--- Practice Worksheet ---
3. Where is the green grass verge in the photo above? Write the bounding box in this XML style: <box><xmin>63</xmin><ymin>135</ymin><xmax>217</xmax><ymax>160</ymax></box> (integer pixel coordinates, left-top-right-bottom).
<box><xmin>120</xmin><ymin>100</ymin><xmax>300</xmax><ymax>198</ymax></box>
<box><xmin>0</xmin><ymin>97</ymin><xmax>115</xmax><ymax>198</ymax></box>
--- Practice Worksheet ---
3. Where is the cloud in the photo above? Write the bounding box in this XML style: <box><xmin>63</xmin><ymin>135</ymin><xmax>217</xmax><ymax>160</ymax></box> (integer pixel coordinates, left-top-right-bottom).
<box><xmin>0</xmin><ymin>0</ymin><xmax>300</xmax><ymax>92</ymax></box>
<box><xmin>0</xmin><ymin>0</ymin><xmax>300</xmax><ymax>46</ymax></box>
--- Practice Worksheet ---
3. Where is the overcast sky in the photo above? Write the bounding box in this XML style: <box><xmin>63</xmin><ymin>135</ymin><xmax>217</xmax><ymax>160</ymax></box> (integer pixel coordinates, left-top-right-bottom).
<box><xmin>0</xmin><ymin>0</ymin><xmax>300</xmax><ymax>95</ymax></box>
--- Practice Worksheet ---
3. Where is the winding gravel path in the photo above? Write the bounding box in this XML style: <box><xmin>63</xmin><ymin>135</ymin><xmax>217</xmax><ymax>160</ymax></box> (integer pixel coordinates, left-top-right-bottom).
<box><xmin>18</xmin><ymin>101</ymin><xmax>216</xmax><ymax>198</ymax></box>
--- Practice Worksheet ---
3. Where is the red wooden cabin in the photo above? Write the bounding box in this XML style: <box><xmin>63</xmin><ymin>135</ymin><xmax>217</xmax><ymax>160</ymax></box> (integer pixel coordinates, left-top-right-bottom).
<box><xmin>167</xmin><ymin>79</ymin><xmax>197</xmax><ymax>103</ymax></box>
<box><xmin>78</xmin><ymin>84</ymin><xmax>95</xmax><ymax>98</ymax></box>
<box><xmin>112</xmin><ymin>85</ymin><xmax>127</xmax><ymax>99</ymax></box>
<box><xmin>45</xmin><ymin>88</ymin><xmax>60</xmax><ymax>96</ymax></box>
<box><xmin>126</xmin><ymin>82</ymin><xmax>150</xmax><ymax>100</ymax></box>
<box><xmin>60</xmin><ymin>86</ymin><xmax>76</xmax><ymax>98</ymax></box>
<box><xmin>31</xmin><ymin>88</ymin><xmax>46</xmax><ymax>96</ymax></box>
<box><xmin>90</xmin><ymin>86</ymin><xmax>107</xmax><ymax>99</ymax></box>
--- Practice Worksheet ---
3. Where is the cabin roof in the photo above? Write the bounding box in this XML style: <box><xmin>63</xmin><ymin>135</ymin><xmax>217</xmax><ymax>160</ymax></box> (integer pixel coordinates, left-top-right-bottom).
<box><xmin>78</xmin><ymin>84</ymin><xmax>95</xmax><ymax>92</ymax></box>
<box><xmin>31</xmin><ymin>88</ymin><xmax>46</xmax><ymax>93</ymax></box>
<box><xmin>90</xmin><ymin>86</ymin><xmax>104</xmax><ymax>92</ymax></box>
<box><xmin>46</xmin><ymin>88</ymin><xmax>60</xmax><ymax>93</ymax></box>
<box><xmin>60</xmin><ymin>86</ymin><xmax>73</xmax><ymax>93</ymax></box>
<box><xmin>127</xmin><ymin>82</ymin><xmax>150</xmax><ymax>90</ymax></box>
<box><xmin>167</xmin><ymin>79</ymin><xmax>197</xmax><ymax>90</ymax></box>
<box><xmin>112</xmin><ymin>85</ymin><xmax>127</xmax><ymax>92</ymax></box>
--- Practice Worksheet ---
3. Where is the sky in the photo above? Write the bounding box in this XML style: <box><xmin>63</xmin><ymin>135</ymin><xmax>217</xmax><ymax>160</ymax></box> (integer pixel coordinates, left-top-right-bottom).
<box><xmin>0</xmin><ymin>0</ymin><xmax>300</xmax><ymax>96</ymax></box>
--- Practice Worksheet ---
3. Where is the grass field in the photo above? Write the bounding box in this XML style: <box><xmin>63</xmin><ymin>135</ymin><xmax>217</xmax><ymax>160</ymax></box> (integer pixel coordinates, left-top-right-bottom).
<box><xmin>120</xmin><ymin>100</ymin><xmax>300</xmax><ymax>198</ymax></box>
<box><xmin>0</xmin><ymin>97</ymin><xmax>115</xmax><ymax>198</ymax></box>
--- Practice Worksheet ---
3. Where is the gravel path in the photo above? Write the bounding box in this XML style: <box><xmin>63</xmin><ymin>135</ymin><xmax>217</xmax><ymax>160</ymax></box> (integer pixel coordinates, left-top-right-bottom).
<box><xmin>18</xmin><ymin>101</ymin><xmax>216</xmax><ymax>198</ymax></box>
########################################
EXERCISE GOAL
Please arrange every item above as a two-column CSV with the headers item_text and answer, one row per item. Put the item's text and its answer each in one quoted field, with line breaks turned into spaces.

SOLUTION FOR THIS EXERCISE
item_text,answer
"--- Practice Worksheet --- 3. Where is the green grass verge in the photo above? Write the bounding box in this XML style: <box><xmin>63</xmin><ymin>135</ymin><xmax>217</xmax><ymax>160</ymax></box> (integer pixel coordinates, left-top-right-bottom).","<box><xmin>120</xmin><ymin>100</ymin><xmax>300</xmax><ymax>198</ymax></box> <box><xmin>0</xmin><ymin>97</ymin><xmax>115</xmax><ymax>198</ymax></box>"
"--- Practice Worksheet --- 3. Where is the cloud in the photo above? Write the bounding box in this XML style: <box><xmin>63</xmin><ymin>135</ymin><xmax>217</xmax><ymax>160</ymax></box> (integer pixel coordinates, left-top-right-bottom).","<box><xmin>0</xmin><ymin>0</ymin><xmax>300</xmax><ymax>92</ymax></box> <box><xmin>0</xmin><ymin>0</ymin><xmax>300</xmax><ymax>46</ymax></box>"
"--- Practice Worksheet --- 3. Where is the overcast sky in the photo above? Write the bounding box in this XML style: <box><xmin>63</xmin><ymin>135</ymin><xmax>217</xmax><ymax>160</ymax></box> (integer pixel coordinates, left-top-right-bottom).","<box><xmin>0</xmin><ymin>0</ymin><xmax>300</xmax><ymax>95</ymax></box>"
"--- Practice Worksheet --- 3. Where is the winding gravel path in the photo above? Write the bounding box in this XML style: <box><xmin>63</xmin><ymin>135</ymin><xmax>217</xmax><ymax>160</ymax></box> (integer pixel coordinates, left-top-right-bottom).","<box><xmin>18</xmin><ymin>101</ymin><xmax>216</xmax><ymax>198</ymax></box>"
"--- Practice Worksheet --- 3. Where is the red wooden cabin in the photo above? Write the bounding box in this XML style: <box><xmin>63</xmin><ymin>135</ymin><xmax>217</xmax><ymax>160</ymax></box> (integer pixel coordinates, left-top-right-bottom).","<box><xmin>167</xmin><ymin>79</ymin><xmax>197</xmax><ymax>103</ymax></box> <box><xmin>78</xmin><ymin>84</ymin><xmax>95</xmax><ymax>98</ymax></box> <box><xmin>112</xmin><ymin>85</ymin><xmax>127</xmax><ymax>99</ymax></box> <box><xmin>45</xmin><ymin>88</ymin><xmax>60</xmax><ymax>96</ymax></box> <box><xmin>126</xmin><ymin>82</ymin><xmax>150</xmax><ymax>100</ymax></box> <box><xmin>60</xmin><ymin>86</ymin><xmax>76</xmax><ymax>98</ymax></box> <box><xmin>31</xmin><ymin>88</ymin><xmax>46</xmax><ymax>96</ymax></box> <box><xmin>90</xmin><ymin>86</ymin><xmax>107</xmax><ymax>99</ymax></box>"
"--- Practice Worksheet --- 3. Where is the cabin roof in the photo above? Write the bounding box in this XML style: <box><xmin>63</xmin><ymin>135</ymin><xmax>217</xmax><ymax>160</ymax></box> (integer pixel coordinates, left-top-right-bottom).","<box><xmin>78</xmin><ymin>84</ymin><xmax>95</xmax><ymax>92</ymax></box> <box><xmin>31</xmin><ymin>88</ymin><xmax>46</xmax><ymax>93</ymax></box> <box><xmin>90</xmin><ymin>86</ymin><xmax>104</xmax><ymax>92</ymax></box> <box><xmin>46</xmin><ymin>88</ymin><xmax>60</xmax><ymax>93</ymax></box> <box><xmin>60</xmin><ymin>86</ymin><xmax>73</xmax><ymax>93</ymax></box> <box><xmin>127</xmin><ymin>82</ymin><xmax>150</xmax><ymax>90</ymax></box> <box><xmin>167</xmin><ymin>79</ymin><xmax>197</xmax><ymax>90</ymax></box> <box><xmin>112</xmin><ymin>85</ymin><xmax>127</xmax><ymax>92</ymax></box>"
"--- Practice Worksheet --- 3. Where is the sky in the photo above? Write the bounding box in this XML style: <box><xmin>63</xmin><ymin>135</ymin><xmax>217</xmax><ymax>160</ymax></box> (integer pixel coordinates, left-top-right-bottom).","<box><xmin>0</xmin><ymin>0</ymin><xmax>300</xmax><ymax>96</ymax></box>"
"--- Practice Worksheet --- 3. Where is the grass field in the photo above? Write the bounding box in this XML style: <box><xmin>63</xmin><ymin>135</ymin><xmax>217</xmax><ymax>160</ymax></box> (integer pixel coordinates, left-top-right-bottom).","<box><xmin>120</xmin><ymin>100</ymin><xmax>300</xmax><ymax>198</ymax></box> <box><xmin>0</xmin><ymin>97</ymin><xmax>115</xmax><ymax>198</ymax></box>"
"--- Practice Worksheet --- 3. Where is the gravel path in the photo above? Write the bounding box in this XML style: <box><xmin>63</xmin><ymin>135</ymin><xmax>217</xmax><ymax>160</ymax></box> (integer pixel coordinates, left-top-right-bottom).","<box><xmin>18</xmin><ymin>101</ymin><xmax>216</xmax><ymax>198</ymax></box>"